RECORDS FOR THE EXERCISE:
━━━━━━━━━━━━━━━━

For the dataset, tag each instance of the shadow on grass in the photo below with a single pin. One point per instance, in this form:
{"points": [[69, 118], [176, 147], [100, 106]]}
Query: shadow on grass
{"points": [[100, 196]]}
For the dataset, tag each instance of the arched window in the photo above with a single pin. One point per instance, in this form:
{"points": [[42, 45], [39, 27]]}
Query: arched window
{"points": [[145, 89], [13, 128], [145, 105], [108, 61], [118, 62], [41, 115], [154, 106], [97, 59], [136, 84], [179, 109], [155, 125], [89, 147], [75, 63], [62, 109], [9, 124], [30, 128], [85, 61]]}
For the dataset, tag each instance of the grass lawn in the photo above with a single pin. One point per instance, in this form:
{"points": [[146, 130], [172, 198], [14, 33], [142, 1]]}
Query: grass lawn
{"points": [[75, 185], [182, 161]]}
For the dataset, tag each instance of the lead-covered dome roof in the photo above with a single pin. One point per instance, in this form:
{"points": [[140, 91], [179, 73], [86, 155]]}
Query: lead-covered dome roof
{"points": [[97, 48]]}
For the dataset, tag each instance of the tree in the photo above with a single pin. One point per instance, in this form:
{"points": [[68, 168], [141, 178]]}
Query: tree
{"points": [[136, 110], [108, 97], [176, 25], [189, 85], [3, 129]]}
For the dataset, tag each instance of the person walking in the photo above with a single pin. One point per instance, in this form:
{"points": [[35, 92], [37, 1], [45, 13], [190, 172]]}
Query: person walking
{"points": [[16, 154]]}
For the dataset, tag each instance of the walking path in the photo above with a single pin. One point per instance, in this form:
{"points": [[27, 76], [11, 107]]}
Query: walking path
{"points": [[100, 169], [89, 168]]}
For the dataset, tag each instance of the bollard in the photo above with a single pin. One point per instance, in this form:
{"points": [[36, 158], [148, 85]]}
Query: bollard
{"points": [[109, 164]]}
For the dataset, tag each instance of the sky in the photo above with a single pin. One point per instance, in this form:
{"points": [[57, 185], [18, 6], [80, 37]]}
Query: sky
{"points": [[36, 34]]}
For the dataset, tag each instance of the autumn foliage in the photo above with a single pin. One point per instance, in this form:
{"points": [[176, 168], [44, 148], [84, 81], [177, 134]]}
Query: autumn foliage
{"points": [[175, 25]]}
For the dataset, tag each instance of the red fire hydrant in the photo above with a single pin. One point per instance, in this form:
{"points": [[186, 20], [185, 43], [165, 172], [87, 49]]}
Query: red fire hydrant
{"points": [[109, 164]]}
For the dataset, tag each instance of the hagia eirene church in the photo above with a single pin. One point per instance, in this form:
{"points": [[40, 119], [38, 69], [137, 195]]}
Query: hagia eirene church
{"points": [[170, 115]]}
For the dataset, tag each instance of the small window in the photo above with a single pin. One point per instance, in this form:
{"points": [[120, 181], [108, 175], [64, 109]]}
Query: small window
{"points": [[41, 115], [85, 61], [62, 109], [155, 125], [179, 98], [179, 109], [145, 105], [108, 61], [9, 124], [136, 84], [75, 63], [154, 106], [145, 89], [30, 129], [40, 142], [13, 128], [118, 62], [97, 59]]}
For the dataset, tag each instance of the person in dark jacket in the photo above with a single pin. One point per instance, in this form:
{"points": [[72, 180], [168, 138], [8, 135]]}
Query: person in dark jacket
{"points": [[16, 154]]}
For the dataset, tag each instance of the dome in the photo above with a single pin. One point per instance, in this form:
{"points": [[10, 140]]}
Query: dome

━━━━━━━━━━━━━━━━

YOUR GOAL: In full and verbatim, repeat the records given above.

EXERCISE RESPONSE:
For the dataset, tag each instance of the shadow on grass in the photo below with a single pin. One point per instance, in this form:
{"points": [[69, 118], [176, 147], [100, 106]]}
Query: shadow on grass
{"points": [[100, 196]]}
For the dataset, tag each instance of the arched window in the photo above with a single pin. One point per instance, in this form:
{"points": [[42, 45], [39, 27]]}
Query: arched window
{"points": [[145, 89], [13, 128], [145, 105], [108, 61], [118, 62], [41, 115], [154, 106], [97, 59], [136, 84], [179, 109], [155, 125], [89, 147], [75, 63], [62, 109], [9, 124], [30, 128], [85, 61]]}
For the dataset, tag each instance of the grass lawn in the photo above with a single pin. One point per instance, in this form:
{"points": [[146, 130], [172, 198], [14, 33], [142, 1]]}
Query: grass lawn
{"points": [[75, 185], [182, 161]]}
For the dataset, tag each instance of the lead-covered dome roof in the photo above with a single pin. One point per instance, in this form:
{"points": [[140, 91], [179, 73], [86, 155]]}
Query: lead-covered dome roof
{"points": [[97, 48]]}
For the dataset, tag each instance of the tree in the photo above with a single pin. One point per instance, in this form:
{"points": [[68, 168], [141, 178]]}
Query: tree
{"points": [[136, 110], [108, 97], [176, 25], [189, 85], [3, 129]]}
For the dataset, tag each instance of the person walking in the photo above with a single pin. One point per instance, in this form:
{"points": [[35, 92], [37, 1], [45, 13], [190, 172]]}
Query: person walking
{"points": [[16, 154]]}
For the dataset, tag each instance of the walking path in the photo above with a single pin. One point per instance, in this form:
{"points": [[27, 76], [11, 107]]}
Query: walking path
{"points": [[100, 169], [89, 168]]}
For the dataset, tag each instance of the bollard in the photo above with a single pin. One point per instance, in this form:
{"points": [[36, 158], [148, 85]]}
Query: bollard
{"points": [[109, 164]]}
For the dataset, tag each instance of the sky in the photo above with a single pin. One point per instance, in this form:
{"points": [[57, 185], [18, 6], [80, 37]]}
Query: sky
{"points": [[36, 34]]}
For the dataset, tag each instance of the autumn foliage in the photo above with a single pin. One point per instance, in this form:
{"points": [[176, 168], [44, 148], [84, 81], [177, 134]]}
Query: autumn foliage
{"points": [[175, 25]]}
For the dataset, tag each instance of the red fire hydrant in the photo above with a single pin. One point per instance, in this form:
{"points": [[186, 20], [185, 43], [165, 172], [87, 49]]}
Query: red fire hydrant
{"points": [[109, 164]]}
For the dataset, tag each instance of the hagia eirene church in the photo above with a single pin. One point per instance, in this form:
{"points": [[40, 119], [38, 69], [137, 195]]}
Query: hagia eirene church
{"points": [[170, 115]]}
For the dataset, tag each instance of the small window in the photo above with a single pin. One point per instance, in this form:
{"points": [[120, 181], [108, 175], [64, 109]]}
Query: small window
{"points": [[41, 115], [85, 61], [62, 109], [155, 125], [179, 98], [179, 109], [145, 105], [108, 61], [9, 124], [136, 84], [75, 63], [154, 106], [145, 89], [30, 129], [40, 142], [13, 128], [118, 62], [97, 59]]}
For the dataset, tag each instance of the person in dark jacket in the photo above with a single pin. One point per instance, in this form:
{"points": [[72, 180], [168, 138], [8, 135]]}
Query: person in dark jacket
{"points": [[16, 154]]}
For the dataset, tag each instance of the dome in the photo above with a single pin. One point per instance, in this form:
{"points": [[10, 140]]}
Query: dome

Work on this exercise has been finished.